** Compiti da svolgere **
[a] Trascrivi dalle recensioni del Cacciatore di aquiloni il passo che si apre con le parole "Ho ripreso in" e si chiude con "non ci appartengono.".
[b] Elenca tutti i nomi di persona che compaiono nelle recensioni del Cacciatore di aquiloni.
[c] Riduci a un breve elenco puntato il paragrafo delle recensioni del Cacciatore di aquiloni che comincia con "E’ la storia di due ragazzini", mantenendone i fatti principali.

** Estratto della pagina **
======

IL CACCIATORE DI AQUILONI, di Khaled Hosseini
Recensione 1
“Si dice che il tempo guarisca ogni ferita. Ma, per Amir, il passato è una bestia dai lunghi artigli, pronta a inseguirlo e a riacciuffarlo quando meno se lo aspetta. Sono trascorsi molti anni dal giorno in cui la vita del suo amico Hassan -il ragazzo dal viso di bambola, il cacciatore di aquiloni- è cambiata per sempre in un vicolo di Kabul…”
Ho ripreso in mano questo meraviglioso romanzo letto tanti anni fa che, ancora una volta, è stato capace di trascinarmi con emozione dentro quella storia lontana da me nel tempo e nello spazio.
Un racconto importante, di quelli che sanno guidare lungo la via che allontana dai pregiudizi per mostrare -ora con dolcezza, ora con crudeltà- una diversa chiave di accesso alle culture che non ci appartengono.
Inizialmente ambientato nella Kabul degli anni ’70 e con, sullo sfondo, la guerra in Afganistan poi, narra la storia di Amir e di Hassan, legati inesorabilmente dal destino da un filo che ricorda quello degli aquiloni di cui sono cacciatori, da bambini… che, una volta tagliato, segna la fine dell’infanzia e l’inizio di quella fase della vita dove si è chiamati, ogni giorno, a scegliere.
E ho pensato che è lì, in quel filo, fra l’al di qua e l’al di là del taglio, che trovano spazio le vite, le emozioni e le storie… in quel legame lacerato che, forse, non potrà mai spezzarsi.
Emozionante, coinvolgente… bello!
“Infilai la foto dove l’avevo trovata. Mi resi conto che quei pensieri non mi avevano ferito. Chiudendo la porta della stanza mi chiesi se quello fosse il modo in cui sboccia il perdono, non con le fanfare di una epifania, ma con il dolore che, nel cuore della notte, fa i bagagli e si allontana senza nemmeno avvisare.”
Recensione di Erika Polimeni
Recensione 2
E’ la storia di due ragazzini, Amir ed Hassan, che vivono la loro fanciullezza insieme nell’Afganistan prerivoluzionario e monarchico, in una netta divisione di ruoli, figlio del padrone e di etnia Pashtun uno, figlio del servo e di etnia Hazara l’altro e di come le loro vite, dopo essersi divisi, mutano rapidamente, al cambiare violento della società afgana ma non solo, per poi ricongiungersi, anche se per interposta persona, decenni dopo, riportando a galla verità nascoste e meschine menzogne.

======

Etichette dei punti sugli oggetti
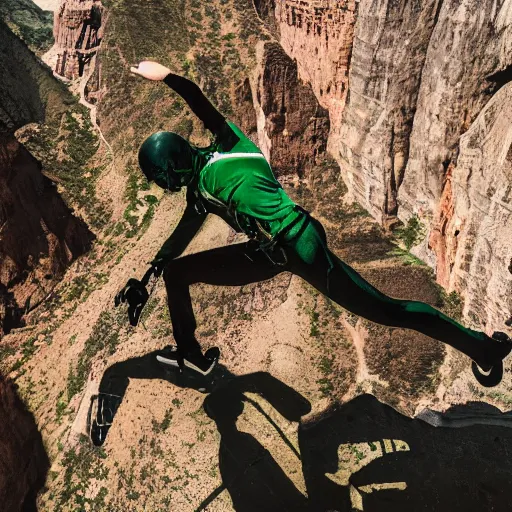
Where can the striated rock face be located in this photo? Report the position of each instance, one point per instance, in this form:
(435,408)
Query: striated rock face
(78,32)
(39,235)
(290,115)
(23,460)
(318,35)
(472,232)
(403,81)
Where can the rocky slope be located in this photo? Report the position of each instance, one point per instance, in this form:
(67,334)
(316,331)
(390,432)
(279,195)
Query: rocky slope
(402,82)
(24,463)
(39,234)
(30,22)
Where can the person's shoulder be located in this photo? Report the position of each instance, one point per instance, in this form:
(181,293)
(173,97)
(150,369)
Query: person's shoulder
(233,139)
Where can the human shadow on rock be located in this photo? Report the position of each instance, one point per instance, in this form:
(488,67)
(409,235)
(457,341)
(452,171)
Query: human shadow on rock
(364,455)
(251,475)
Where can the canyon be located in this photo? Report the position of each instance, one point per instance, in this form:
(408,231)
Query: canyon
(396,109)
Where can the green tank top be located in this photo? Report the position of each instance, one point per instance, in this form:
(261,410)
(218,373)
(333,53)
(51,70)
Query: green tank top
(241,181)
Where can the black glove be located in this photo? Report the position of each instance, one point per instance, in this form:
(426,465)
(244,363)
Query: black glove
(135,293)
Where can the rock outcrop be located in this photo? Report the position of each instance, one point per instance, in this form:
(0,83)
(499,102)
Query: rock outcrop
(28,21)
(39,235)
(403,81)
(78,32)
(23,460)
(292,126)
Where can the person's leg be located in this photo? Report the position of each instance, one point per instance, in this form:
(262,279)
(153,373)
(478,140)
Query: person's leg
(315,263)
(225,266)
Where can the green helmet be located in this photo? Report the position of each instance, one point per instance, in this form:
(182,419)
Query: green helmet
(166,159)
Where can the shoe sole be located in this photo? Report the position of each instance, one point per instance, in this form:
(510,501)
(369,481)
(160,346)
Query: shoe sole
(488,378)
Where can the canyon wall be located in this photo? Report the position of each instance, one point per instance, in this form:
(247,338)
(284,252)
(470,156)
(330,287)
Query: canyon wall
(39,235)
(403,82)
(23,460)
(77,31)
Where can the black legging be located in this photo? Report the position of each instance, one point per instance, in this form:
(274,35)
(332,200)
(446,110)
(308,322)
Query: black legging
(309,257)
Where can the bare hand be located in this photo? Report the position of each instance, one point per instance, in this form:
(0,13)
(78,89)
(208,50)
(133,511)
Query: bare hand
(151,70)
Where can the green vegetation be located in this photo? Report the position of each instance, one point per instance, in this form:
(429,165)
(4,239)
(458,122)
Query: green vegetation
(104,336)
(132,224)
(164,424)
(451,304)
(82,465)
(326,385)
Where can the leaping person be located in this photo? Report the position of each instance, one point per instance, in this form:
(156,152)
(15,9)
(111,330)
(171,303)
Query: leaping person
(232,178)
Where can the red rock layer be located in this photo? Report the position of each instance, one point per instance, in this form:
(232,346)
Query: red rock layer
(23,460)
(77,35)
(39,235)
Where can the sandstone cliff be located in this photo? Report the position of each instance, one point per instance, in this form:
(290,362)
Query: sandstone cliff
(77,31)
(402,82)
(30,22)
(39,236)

======

** Risultati dei compiti **
[a]
Ho ripreso in mano questo meraviglioso romanzo letto tanti anni fa che, ancora una volta, è stato capace di trascinarmi con emozione dentro quella storia lontana da me nel tempo e nello spazio.
Un racconto importante, di quelli che sanno guidare lungo la via che allontana dai pregiudizi per mostrare -ora con dolcezza, ora con crudeltà- una diversa chiave di accesso alle culture che non ci appartengono.

[b] Khaled Hosseini, Amir, Hassan, Erika Polimeni

[c]
- Amir e Hassan sono due ragazzini che vivono insieme la loro fanciullezza nell'Afganistan prerivoluzionario e monarchico.
- I loro ruoli sono nettamente divisi: uno è figlio del padrone e di etnia Pashtun, l'altro figlio del servo e di etnia Hazara.
- Dopo essersi divise, le loro vite cambiano rapidamente, anche per il violento mutare della società afgana.
- Decenni dopo le loro vite si ricongiungono, anche se per interposta persona, e riemergono verità nascoste e meschine menzogne.